*WORK INSTRUCTIONS:*
[1] According to the passage on the Google Chart API, on what date did the API officially launch?
[2] Extend the passage on the Google Chart API, picking up right after its last sentence.

*TEXT BLOCK:*
The Google Chart API is an interactive Web service (now deprecated) that creates graphical charts from user-supplied data. Google servers create a PNG image of a chart from data and formatting parameters specified by a user's HTTP request. The service supports a wide variety of chart information and formatting. Users may conveniently embed these charts in a Web page by using a simple image tag.

Originally the API was Google's internal tool to support rapid embedding of charts within Google's own applications (like Google Finance for example). Google figured it would be a useful tool to open up to web developers. It officially launched on December 6, 2007.

Currently, line, bar, pie, and radar charts, as well as Venn diagrams, scatter plots, sparklines, maps, google-o-meters, and QR codes are supported.

Google deprecated the API in 2012 with guaranteed availability until April 2015. On March 18, 2019 Google turned off the API. Google recommends the successor service Google Charts.

*SUPPLIED DATA:*
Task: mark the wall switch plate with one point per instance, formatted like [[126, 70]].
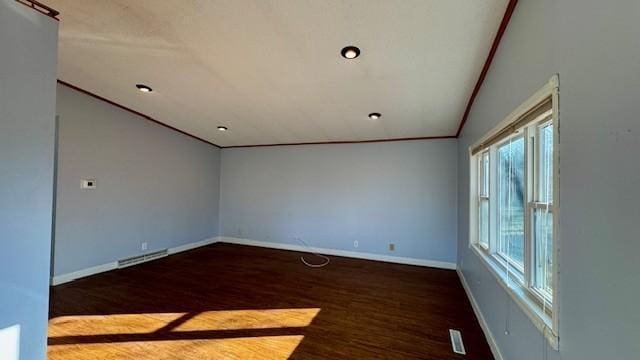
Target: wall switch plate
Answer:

*TASK-BY-TASK ANSWERS:*
[1] December 6, 2007.

[2]
Example 

The following URL creates the pie chart below:
http://chart.apis.google.com/chart?chs=200x200&chdlp=b&chtt=Uberman&chdl=Asleep|Aw&chd=t:11,11,11,11,11,11,11,11,11,11,11,11&cht=p&chco=586F8E,red,586F8E,7D858F,586F8E,7D858F,586F8E,7D858F,586F8E,7D858F,586F8E,7D858F

External Libraries 

Instead of creating the URL request manually, there are many open source libraries available for most programming languages.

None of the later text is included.